[WHAT THE EXERCISE ASKS] Throughout the records below, find each line holding "windshield" and copy it.
***** EXTRACTED DATA *****
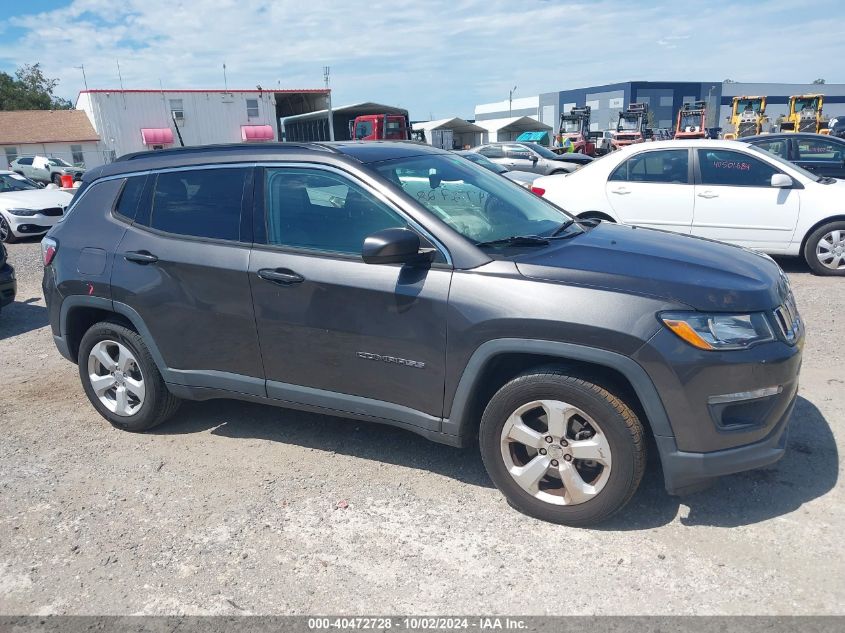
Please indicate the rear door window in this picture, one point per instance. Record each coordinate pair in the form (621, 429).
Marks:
(728, 168)
(198, 203)
(662, 166)
(820, 151)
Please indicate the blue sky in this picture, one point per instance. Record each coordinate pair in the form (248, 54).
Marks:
(435, 58)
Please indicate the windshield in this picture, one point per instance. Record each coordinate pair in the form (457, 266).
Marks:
(13, 182)
(479, 205)
(542, 151)
(793, 166)
(628, 125)
(485, 162)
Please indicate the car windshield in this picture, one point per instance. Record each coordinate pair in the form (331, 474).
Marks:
(485, 162)
(478, 204)
(542, 151)
(13, 182)
(807, 174)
*****
[ANSWER FOR THE TASK]
Please indicate the windshield in this picture, one point per instance. Record each coordinate pair in the form (457, 266).
Please indicate the car windshield in this picture, one point per instance. Record each coordinate pair in the form (331, 474).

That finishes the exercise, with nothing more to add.